GIVEN INSTRUCTION
Retype the lines below word for word, omitting the pictures.

— start THE INPUT —

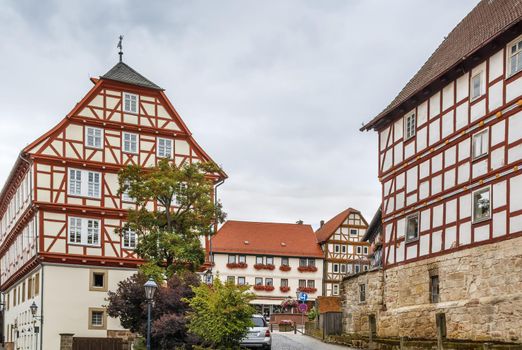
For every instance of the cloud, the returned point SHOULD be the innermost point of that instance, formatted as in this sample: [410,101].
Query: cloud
[275,91]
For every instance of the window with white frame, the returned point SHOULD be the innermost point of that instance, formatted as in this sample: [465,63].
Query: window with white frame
[476,85]
[335,290]
[482,204]
[130,142]
[130,103]
[362,293]
[130,239]
[93,137]
[480,144]
[409,126]
[75,182]
[515,56]
[84,231]
[93,184]
[412,227]
[125,196]
[164,148]
[84,183]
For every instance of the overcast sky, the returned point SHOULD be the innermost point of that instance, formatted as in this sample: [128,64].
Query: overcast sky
[275,91]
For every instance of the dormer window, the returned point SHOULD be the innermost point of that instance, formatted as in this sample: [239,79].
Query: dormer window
[515,56]
[476,86]
[409,126]
[130,103]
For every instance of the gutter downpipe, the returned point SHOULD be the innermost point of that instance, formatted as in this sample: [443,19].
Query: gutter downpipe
[22,157]
[219,183]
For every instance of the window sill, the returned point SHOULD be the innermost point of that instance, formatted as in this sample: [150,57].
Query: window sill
[480,221]
[479,157]
[476,98]
[84,245]
[94,147]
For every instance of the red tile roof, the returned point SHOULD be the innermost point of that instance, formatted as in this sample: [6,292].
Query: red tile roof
[328,229]
[486,21]
[266,238]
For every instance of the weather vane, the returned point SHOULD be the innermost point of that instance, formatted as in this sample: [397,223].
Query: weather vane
[120,46]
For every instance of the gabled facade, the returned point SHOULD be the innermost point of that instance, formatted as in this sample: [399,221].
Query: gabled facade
[344,252]
[60,207]
[450,156]
[276,259]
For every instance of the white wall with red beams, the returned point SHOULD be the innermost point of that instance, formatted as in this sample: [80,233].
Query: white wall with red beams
[433,173]
[45,200]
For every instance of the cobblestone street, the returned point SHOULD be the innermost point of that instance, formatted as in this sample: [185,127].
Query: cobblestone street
[291,341]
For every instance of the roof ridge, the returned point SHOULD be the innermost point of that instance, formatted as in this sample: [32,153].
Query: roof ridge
[124,73]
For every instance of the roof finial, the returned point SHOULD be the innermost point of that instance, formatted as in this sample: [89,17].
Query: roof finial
[120,46]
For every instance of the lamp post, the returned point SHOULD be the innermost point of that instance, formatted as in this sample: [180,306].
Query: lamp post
[150,287]
[34,310]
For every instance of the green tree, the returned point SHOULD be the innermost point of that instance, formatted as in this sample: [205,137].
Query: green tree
[175,206]
[221,313]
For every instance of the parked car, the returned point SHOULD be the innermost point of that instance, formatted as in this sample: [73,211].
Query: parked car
[258,336]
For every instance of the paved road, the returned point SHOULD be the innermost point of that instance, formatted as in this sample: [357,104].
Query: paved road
[291,341]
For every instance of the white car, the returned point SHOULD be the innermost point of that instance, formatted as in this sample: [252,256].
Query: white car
[258,336]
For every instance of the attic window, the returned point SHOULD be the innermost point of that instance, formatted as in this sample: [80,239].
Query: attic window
[409,126]
[130,103]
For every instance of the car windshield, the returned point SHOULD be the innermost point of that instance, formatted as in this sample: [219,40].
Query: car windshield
[258,322]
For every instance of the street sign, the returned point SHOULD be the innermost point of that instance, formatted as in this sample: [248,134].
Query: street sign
[303,307]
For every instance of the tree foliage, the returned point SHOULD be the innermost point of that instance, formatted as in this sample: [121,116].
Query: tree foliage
[221,313]
[169,231]
[169,322]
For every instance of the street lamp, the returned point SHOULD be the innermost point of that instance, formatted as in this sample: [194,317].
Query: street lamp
[150,287]
[34,310]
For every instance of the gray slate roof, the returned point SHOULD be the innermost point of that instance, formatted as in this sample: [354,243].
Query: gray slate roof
[123,73]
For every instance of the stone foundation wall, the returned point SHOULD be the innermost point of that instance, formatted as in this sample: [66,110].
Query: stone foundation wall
[480,295]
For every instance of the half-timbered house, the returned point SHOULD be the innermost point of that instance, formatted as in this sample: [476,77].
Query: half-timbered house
[60,208]
[344,253]
[276,259]
[450,156]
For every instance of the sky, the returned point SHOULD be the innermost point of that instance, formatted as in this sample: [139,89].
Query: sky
[274,91]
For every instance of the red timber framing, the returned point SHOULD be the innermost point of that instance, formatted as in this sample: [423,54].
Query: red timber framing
[434,173]
[64,147]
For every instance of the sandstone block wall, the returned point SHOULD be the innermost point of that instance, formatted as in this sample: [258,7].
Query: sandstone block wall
[480,295]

— end THE INPUT —

TASK OUTPUT
For every instance of the cloud, the returned point SHOULD be the innermost point of that instance, formatted as in this sample: [410,101].
Query: cloud
[275,91]
For every instance of the window with white frame, the returned point SHOULD be the innermost point of that instance, formatted as in this sample: [465,63].
Query: window with white frame
[476,85]
[335,290]
[482,204]
[130,142]
[130,103]
[362,293]
[130,239]
[93,137]
[480,144]
[409,126]
[75,182]
[515,56]
[84,231]
[93,184]
[412,227]
[125,196]
[164,148]
[84,183]
For every instance of the overcast sky, the returned point SHOULD be the innermost point of that instance, formatted as in this sample: [128,64].
Query: overcast sky
[275,91]
For every instance of the dormer window, the returned point SHOULD be the innermost point of that instance, formatted as in this sample: [239,79].
Query: dormer window
[515,56]
[476,86]
[409,126]
[130,103]
For every instance of the gutter downpipe, the returned point SHOULD be the innermost point of that instance, formatted as in this sample: [443,19].
Query: gutter downpipe
[22,157]
[219,183]
For every instance of the window sill, the returned point SHOULD be the innermost point of that instance, formatted as in this sample: [150,57].
Query: window sill
[480,221]
[479,157]
[476,98]
[84,245]
[94,147]
For every instance of the red tile roof, the returned point SHOULD be the innermost point of that instance, formatted as in this sample: [6,292].
Query: red tile roof
[328,229]
[486,21]
[266,238]
For every instance of the weather vane, the returned point SHOULD be the innermost point of that instance, formatted as in this sample: [397,223].
Query: weather vane
[120,46]
For every instance of the gabled facade, the returned point SHOULD be the innermost point of that instance, formatted as in this sample: [399,221].
Query: gabled facade
[344,252]
[60,207]
[450,156]
[276,259]
For every instance of the white wall with red beams, the returned point SHOULD be the innermost point of that instance, formatted as in this sample: [80,233].
Query: white wall with red beams
[433,173]
[45,200]
For every instance of the cobblestone street, the returned point SHOULD be the innermost point of that instance, formatted as in this sample: [185,127].
Query: cobblestone street
[291,341]
For every instance of the roof ridge, the returned point SHOULD be the innermost point of that instance, formatted as in this sample: [32,153].
Query: roof ridge
[124,73]
For every instance of the roof finial, the returned point SHOULD be the innermost point of that instance, formatted as in this sample: [89,17].
Query: roof finial
[120,46]
For every instance of the lamp post, the returned point SHOULD be the innermost point of that instance, formatted as in this sample: [180,306].
Query: lamp post
[150,287]
[34,310]
For every instance of the green tree, the returned point SHOULD be the innermost point of that instance, formatted as in this sample: [205,137].
Query: green tree
[175,206]
[221,313]
For every instance of the parked car, the returned point SHOULD be the innermost point of that instance, formatted as in this sample: [73,211].
Query: parked car
[258,336]
For every instance of the paved road, the returned point SHOULD be the innermost point of that instance, formatted as in this sample: [357,104].
Query: paved road
[291,341]
For every instance of the white car, the returned point SHOULD be the innermost point of that instance, formatted as in this sample: [252,256].
Query: white car
[258,336]
For every instance of the attic window, the returned point SHOULD be the innermost point of that instance, formatted as in this sample: [80,239].
Query: attic window
[409,126]
[130,103]
For every instance of the car windshield, the returned point SHOULD be the innermost point of that instance, formatted as in this sample: [219,40].
Query: car windshield
[258,322]
For every instance of the street sign, the returned point SHOULD be the innermost point of that instance, formatted as in this sample: [248,134].
Query: street sign
[303,307]
For every instance of the tree foliage, the returned point SHOULD be the innermost point of that instance, formatted as in this sample: [121,116].
Query: tree foliage
[221,313]
[169,231]
[169,322]
For every instance of the street lamp, the returned point SHOULD be the innermost point of that instance, formatted as in this sample: [194,317].
Query: street lamp
[150,287]
[34,310]
For every instance of the gray slate roof, the returned point SHOULD be the innermost point of that instance, formatted as in this sample: [354,243].
Query: gray slate roof
[123,73]
For every instance of the stone foundation wall, the returned point SHOULD be the innermost point of that instance, formatted as in this sample: [66,110].
Query: stone foundation wall
[480,295]
For every instance of the half-timbered house, the returned point SHOULD be the innermost point of that instance, formatted as in this sample: [476,77].
Query: half-timbered house
[60,208]
[344,253]
[276,259]
[450,156]
For every instance of the sky, the returned point SHOULD be the innermost point of that instance, formatted as in this sample: [139,89].
Query: sky
[274,91]
For every instance of the red timber framing, the returned point SHOULD be the innermost point of that instance, formatted as in this sample: [423,54].
Query: red timber framing
[434,173]
[64,147]
For every instance of the sandstone block wall, the returned point SHOULD be the innermost point of that instance, formatted as in this sample: [258,7].
Query: sandstone block wall
[480,295]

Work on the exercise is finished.